==== RECORDED INFORMATION ====

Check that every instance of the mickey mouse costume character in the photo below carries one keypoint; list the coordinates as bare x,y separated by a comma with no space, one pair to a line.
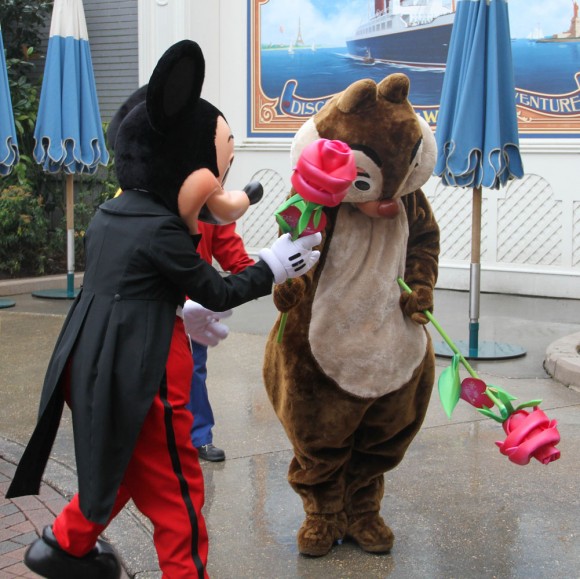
122,361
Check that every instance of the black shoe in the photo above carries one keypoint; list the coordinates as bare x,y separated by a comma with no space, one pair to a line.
46,558
211,453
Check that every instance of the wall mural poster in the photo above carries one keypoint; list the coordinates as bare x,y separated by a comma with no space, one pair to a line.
303,52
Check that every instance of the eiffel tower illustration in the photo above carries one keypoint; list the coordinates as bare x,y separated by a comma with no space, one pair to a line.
299,41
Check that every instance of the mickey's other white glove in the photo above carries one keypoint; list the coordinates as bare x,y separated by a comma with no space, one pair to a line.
288,259
203,325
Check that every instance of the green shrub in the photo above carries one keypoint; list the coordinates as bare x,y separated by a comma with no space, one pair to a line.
24,230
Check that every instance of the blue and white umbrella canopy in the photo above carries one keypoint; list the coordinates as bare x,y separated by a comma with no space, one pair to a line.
8,144
69,134
477,129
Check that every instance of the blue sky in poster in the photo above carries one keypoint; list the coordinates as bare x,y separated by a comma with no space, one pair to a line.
329,22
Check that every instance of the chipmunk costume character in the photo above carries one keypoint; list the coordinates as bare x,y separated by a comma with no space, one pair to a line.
122,361
351,378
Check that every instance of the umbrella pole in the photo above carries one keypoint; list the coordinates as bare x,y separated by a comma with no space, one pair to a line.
70,236
474,273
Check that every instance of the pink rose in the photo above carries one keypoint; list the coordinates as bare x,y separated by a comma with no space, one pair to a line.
473,392
530,434
324,172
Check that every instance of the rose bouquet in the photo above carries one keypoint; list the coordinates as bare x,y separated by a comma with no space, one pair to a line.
324,172
530,434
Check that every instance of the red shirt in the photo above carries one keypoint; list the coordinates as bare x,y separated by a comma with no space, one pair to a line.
225,245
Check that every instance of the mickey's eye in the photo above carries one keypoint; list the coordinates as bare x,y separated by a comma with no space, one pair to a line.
227,172
362,182
415,157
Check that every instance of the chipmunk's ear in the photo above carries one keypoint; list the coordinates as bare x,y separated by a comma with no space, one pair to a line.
175,86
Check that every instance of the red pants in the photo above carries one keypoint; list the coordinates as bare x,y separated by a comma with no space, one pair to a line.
163,478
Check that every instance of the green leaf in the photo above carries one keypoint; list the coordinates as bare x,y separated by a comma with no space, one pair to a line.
505,395
529,404
490,414
450,386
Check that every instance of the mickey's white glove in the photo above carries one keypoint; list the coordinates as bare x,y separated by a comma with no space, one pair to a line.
203,325
287,258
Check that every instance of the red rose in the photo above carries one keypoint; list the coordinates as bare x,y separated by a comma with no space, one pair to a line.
324,172
530,434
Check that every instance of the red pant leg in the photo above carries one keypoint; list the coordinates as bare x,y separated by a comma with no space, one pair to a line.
75,533
164,478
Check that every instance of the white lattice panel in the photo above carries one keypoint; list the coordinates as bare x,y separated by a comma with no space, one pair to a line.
258,226
452,208
576,236
529,224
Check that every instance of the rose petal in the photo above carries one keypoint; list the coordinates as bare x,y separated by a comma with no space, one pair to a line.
473,392
324,172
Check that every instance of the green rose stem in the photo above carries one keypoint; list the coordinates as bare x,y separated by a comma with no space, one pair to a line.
444,335
501,398
306,210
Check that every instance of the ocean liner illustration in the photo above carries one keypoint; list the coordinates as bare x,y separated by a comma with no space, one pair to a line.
412,33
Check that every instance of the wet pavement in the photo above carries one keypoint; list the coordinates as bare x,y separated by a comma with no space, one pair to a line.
458,508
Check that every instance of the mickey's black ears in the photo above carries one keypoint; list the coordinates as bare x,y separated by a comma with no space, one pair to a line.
175,85
135,99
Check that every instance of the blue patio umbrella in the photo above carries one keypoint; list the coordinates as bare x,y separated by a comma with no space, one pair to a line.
8,144
69,134
477,129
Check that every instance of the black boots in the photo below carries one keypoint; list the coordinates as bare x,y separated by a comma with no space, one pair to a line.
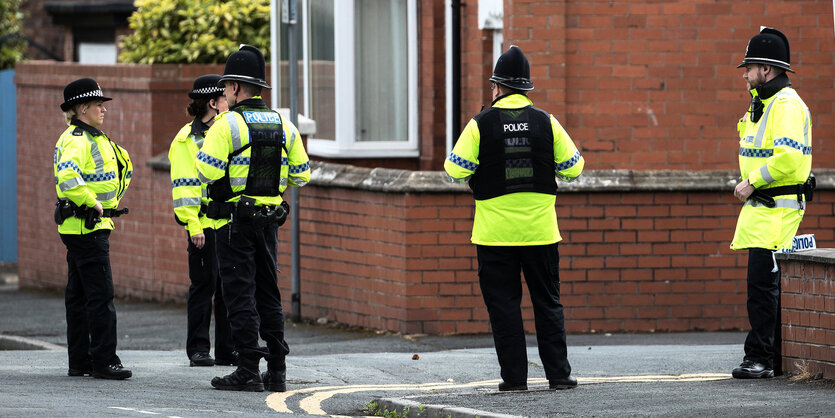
201,360
245,378
112,372
275,378
752,370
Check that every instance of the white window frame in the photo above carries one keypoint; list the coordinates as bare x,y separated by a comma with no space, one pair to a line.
345,145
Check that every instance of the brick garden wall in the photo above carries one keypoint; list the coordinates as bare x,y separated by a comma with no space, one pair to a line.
809,312
654,84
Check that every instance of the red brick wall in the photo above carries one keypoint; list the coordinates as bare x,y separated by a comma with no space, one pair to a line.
630,261
654,85
808,315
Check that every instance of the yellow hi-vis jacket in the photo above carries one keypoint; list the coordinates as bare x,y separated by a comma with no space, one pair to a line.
514,219
89,168
188,192
228,134
775,151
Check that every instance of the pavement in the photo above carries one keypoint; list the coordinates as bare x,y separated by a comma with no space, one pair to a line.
337,371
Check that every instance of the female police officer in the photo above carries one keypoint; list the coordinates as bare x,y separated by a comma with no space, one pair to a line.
91,176
190,200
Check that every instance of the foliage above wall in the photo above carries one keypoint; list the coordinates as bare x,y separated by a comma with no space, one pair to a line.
194,31
12,44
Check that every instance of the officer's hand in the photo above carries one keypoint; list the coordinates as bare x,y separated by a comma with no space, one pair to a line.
198,240
743,190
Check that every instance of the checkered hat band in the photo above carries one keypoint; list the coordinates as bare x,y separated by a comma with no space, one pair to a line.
94,93
207,90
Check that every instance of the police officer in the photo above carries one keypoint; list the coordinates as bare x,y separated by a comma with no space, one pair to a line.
775,161
510,155
249,157
190,203
91,176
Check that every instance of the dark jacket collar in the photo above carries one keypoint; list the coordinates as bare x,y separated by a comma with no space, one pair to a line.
772,87
91,130
198,128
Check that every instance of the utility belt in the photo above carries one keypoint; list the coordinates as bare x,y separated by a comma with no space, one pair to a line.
245,210
805,190
65,208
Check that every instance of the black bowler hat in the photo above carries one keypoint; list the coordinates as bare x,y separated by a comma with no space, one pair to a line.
206,87
768,47
512,70
246,65
82,91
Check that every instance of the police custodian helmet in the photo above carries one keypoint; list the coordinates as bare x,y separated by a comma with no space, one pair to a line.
768,47
245,65
512,70
206,87
82,91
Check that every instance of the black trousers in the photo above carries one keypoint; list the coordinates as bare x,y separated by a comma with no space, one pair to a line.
205,284
91,315
247,260
763,344
498,274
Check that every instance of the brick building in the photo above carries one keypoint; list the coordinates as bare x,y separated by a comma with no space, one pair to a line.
649,91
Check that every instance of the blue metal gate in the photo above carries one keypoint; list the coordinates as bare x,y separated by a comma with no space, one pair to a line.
8,167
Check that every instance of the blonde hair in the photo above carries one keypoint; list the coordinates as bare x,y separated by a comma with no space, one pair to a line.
73,113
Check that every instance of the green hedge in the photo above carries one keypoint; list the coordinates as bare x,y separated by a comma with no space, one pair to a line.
12,45
195,31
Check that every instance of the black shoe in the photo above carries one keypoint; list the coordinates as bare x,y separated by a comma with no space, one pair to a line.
275,380
81,371
230,360
568,382
752,370
239,380
506,387
112,372
201,359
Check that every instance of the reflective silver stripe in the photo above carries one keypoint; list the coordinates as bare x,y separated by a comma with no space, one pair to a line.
781,203
187,201
69,184
95,153
106,196
766,175
298,180
204,179
292,140
758,140
234,130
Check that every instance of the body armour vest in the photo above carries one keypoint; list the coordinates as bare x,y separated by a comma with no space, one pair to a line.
516,153
266,142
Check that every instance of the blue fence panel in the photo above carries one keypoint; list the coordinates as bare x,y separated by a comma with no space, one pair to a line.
8,167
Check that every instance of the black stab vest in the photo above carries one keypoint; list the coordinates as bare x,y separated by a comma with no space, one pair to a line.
516,153
266,139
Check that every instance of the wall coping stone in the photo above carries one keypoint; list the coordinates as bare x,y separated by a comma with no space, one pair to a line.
819,255
388,180
396,180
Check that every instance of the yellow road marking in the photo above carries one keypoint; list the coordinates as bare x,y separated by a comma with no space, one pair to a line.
312,404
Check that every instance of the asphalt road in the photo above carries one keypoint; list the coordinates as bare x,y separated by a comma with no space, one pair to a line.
337,371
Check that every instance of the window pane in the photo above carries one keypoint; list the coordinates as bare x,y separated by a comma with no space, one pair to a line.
283,70
381,70
322,97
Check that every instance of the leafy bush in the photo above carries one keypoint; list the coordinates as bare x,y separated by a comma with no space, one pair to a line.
195,31
12,45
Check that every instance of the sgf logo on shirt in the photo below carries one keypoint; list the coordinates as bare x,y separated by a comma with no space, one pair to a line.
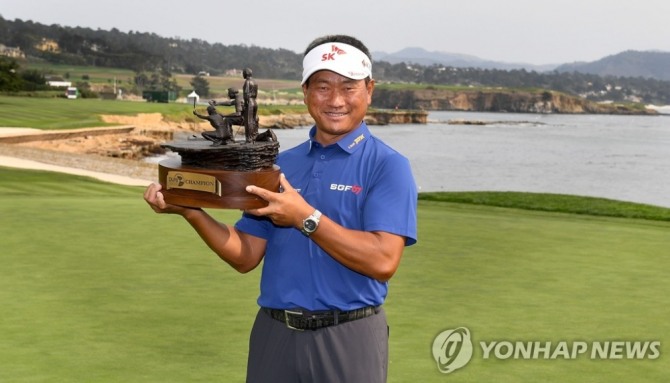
346,188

====

INSTRUCTIONS FOR THE TASK -
Give again, word for word, the lines from the one containing "Check that every instance of the leafy" through the last line of the entries, with pictures omitted and nothing added.

ANSWER SPACE -
Check that every instance of the leafy bush in the photo above carries one keypoint; list the coordinates as bare x,y separated by a comma with no space, one pair to a line.
195,31
12,45
Check that every instance of the sgf logo on shirt in the photo below carries one keypoint; list the coordinates as bare x,y separated by a comma with no space, one pair to a line.
346,188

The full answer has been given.